» Source
⟨
Sermon- Christ the King 2010

This morning, my brothers and sisters in Jesus Christ, let us consider the Feast of Christ the King…what we celebrate today.

Today is the last feast of the Church’s year.  Next Sunday, we begin Advent…a brand new year for the Church…a season of penance and waiting…a season of preparing ourselves for the Second coming of Christ.

The Feast of Christ the King is arguably the newest or most recent feast in the life of the Western Church and has what some might consider unusual beginnings.

Pope Pius XI universally instituted The Feast of Christ the King in 1925 in his encyclical Quas Primas[i]…it was immediately adopted by the Anglican Church and to this day we celebrate it along side our Catholic brothers and sisters.

Pope Pius XI saw in the world during his reign what he considered to be a rampant and rising denial of the Lordship of Jesus Christ. Pope Pius attributed much of this rising and rampant denial of Jesus Christ to what is called secularism.

That is to say, during the late 1800’s and early 1900’s there was a massive push in governments and universities to separate religion from the public realm- to separate the nation state from Christianity.

This idea of secularism was also a push to totally and completely remove religion or the Christian ideal from all politics…or that all political activities and decisions should be made or based on secular or political evidence, totally removed from the influence of religious belief.

And the political and educational landscape of the day was rather violent in this regard.  In Europe dictatorships were rising that saw the ousting of Christianity all together…making the practice of religion illegal, rendering the influence of the Church ineffective and even non-existent.

In the universities, the negative effects of Darwinism were taking hold and swirling around in the classrooms and in the war rooms.  The notions of the will to power and the survival of the fittest were replacing notions of love for fellow man and any ideas of mercy or humanity.
⟩
» Record excerpts
⟨
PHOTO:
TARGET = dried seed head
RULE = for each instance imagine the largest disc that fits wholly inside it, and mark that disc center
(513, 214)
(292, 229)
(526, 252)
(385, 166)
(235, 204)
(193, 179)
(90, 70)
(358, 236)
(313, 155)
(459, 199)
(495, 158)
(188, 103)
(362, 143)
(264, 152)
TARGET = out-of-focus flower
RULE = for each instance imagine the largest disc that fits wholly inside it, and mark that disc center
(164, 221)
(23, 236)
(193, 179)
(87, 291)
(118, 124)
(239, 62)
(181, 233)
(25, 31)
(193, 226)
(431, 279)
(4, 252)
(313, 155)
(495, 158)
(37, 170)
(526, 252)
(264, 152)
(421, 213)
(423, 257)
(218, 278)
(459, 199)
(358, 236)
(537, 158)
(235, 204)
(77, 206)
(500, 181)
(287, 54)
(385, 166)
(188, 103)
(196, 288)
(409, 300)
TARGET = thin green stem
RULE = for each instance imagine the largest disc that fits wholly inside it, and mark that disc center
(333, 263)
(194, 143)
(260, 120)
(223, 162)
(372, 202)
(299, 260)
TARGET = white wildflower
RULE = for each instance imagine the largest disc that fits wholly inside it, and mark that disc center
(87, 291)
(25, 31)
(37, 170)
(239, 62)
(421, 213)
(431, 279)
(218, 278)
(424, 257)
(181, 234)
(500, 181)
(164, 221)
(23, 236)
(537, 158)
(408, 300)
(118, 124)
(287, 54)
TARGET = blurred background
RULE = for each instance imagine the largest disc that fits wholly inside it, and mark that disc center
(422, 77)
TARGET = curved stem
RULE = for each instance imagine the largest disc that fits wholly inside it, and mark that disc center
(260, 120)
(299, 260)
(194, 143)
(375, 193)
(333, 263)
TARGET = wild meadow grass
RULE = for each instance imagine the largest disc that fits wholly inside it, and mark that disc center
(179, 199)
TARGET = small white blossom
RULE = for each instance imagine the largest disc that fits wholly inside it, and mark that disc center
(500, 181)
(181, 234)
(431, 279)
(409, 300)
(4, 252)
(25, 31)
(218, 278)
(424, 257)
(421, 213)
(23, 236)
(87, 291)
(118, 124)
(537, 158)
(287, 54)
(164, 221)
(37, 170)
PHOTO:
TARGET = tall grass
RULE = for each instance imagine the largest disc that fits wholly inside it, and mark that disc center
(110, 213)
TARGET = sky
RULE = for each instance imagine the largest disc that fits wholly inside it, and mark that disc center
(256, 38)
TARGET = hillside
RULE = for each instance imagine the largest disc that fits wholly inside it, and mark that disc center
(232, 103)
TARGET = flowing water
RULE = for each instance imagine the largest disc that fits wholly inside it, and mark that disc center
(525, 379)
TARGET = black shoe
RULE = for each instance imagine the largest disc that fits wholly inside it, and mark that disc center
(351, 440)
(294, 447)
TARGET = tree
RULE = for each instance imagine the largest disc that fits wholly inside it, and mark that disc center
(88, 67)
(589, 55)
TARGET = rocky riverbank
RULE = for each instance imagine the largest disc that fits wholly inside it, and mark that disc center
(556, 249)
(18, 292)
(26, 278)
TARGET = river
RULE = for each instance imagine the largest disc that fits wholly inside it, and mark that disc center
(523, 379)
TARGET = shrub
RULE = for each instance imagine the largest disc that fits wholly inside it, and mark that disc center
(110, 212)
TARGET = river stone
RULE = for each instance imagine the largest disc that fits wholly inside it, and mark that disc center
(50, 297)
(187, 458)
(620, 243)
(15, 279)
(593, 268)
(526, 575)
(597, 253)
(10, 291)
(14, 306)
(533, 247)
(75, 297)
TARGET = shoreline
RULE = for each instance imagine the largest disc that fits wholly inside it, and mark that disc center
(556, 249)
⟩
» Work to do
Retype the part of the sermon from "Pope Pius XI saw" to "of religious belief." exactly as it appears.

» Reply to the exercise
Pope Pius XI saw in the world during his reign what he considered to be a rampant and rising denial of the Lordship of Jesus Christ. Pope Pius attributed much of this rising and rampant denial of Jesus Christ to what is called secularism.

That is to say, during the late 1800’s and early 1900’s there was a massive push in governments and universities to separate religion from the public realm- to separate the nation state from Christianity.

This idea of secularism was also a push to totally and completely remove religion or the Christian ideal from all politics…or that all political activities and decisions should be made or based on secular or political evidence, totally removed from the influence of religious belief.